> [Problems and tasks]:
(a) Summarize the passage on SAR wind speed retrieval below in two sentences.
(b) Reproduce word for word the part of the passage on SAR wind speed retrieval below that opens with the words "SAR WIND SPEED" and closes with "wind speed climatologies.".

SAR WIND SPEED RETRIEVAL.
The authors discuss the potential generation of a >10-yr archive of Radarsat-1 synthetic aperture radar wind speed data and its use to compute wind speed climatologies.
The capacity to retrieve high-resolution (<500 m) winds from spaceborne synthetic aperture radar (SAR) imagery has matured significantly over the past decade (Dagestad et al. 2012). The retrieved speeds have been shown to have standard deviations of less than 2 m s−1 when compared to buoys and other independent measures (Horstmann et al. 1998; Monaldo et al. 2004; Yang et al. 2011; Thompson et al. 2012). Calibrated SAR radar cross section imagery is being converted to wind speed operationally at the National Oceanic and Atmospheric Administration (NOAA) to aid the National Weather Service (NWS). SAR wind data are also used to aid in offshore wind power siting (Christiansen and Hasager 2005; Christiansen et al. 2006) and applied to study the spatial variability of wind fields, particularly in coastal areas (Loescher et al. 2006).

> [Records shown]:
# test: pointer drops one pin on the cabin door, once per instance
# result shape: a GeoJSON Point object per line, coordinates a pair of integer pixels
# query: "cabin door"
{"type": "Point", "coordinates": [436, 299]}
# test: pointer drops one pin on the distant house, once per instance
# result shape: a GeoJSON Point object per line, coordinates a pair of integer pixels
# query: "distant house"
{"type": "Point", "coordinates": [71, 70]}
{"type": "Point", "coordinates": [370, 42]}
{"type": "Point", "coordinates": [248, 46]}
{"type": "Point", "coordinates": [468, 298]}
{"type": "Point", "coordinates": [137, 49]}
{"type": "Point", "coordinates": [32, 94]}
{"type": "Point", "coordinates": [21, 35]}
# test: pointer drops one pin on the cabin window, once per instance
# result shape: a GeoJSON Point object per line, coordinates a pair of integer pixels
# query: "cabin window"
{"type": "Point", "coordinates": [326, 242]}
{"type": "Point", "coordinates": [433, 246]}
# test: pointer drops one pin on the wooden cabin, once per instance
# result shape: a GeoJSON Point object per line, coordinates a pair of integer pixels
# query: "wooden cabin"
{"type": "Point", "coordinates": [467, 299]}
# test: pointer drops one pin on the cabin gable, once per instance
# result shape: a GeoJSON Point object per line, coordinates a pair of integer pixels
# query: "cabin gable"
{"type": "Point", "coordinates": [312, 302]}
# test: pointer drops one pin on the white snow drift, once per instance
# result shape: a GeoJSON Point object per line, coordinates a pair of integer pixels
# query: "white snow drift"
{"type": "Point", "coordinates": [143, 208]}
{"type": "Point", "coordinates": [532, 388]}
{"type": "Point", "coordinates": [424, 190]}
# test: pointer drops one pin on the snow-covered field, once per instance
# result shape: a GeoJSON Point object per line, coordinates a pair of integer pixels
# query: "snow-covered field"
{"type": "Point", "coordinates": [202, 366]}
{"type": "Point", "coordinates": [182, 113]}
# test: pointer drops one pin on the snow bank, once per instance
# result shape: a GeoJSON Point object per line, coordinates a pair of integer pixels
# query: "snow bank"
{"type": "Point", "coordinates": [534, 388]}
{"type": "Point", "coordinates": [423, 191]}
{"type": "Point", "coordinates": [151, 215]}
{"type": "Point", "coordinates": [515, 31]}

--

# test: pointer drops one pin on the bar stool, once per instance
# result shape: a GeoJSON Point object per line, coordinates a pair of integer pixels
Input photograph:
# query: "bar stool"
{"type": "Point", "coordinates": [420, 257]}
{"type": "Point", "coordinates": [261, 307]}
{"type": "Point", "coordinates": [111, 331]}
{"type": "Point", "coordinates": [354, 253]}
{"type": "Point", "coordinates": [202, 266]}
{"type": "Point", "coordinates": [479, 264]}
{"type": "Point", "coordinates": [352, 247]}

==

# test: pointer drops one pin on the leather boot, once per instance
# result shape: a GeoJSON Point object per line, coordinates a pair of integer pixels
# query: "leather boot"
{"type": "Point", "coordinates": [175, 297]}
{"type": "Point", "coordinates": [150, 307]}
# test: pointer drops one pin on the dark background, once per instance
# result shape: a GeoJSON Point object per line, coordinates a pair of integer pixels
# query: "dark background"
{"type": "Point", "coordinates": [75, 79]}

> [Results by task]:
(a) Retrieving high-resolution winds from spaceborne synthetic aperture radar imagery has matured significantly over the past decade, and the retrieved speeds show standard deviations of less than 2 m s−1 when compared to buoys and other independent measures. NOAA operationally converts calibrated SAR imagery to wind speed to aid the National Weather Service, and SAR wind data are also used in offshore wind power siting and to study the spatial variability of wind fields, particularly in coastal areas.

(b)
SAR WIND SPEED RETRIEVAL.
The authors discuss the potential generation of a >10-yr archive of Radarsat-1 synthetic aperture radar wind speed data and its use to compute wind speed climatologies.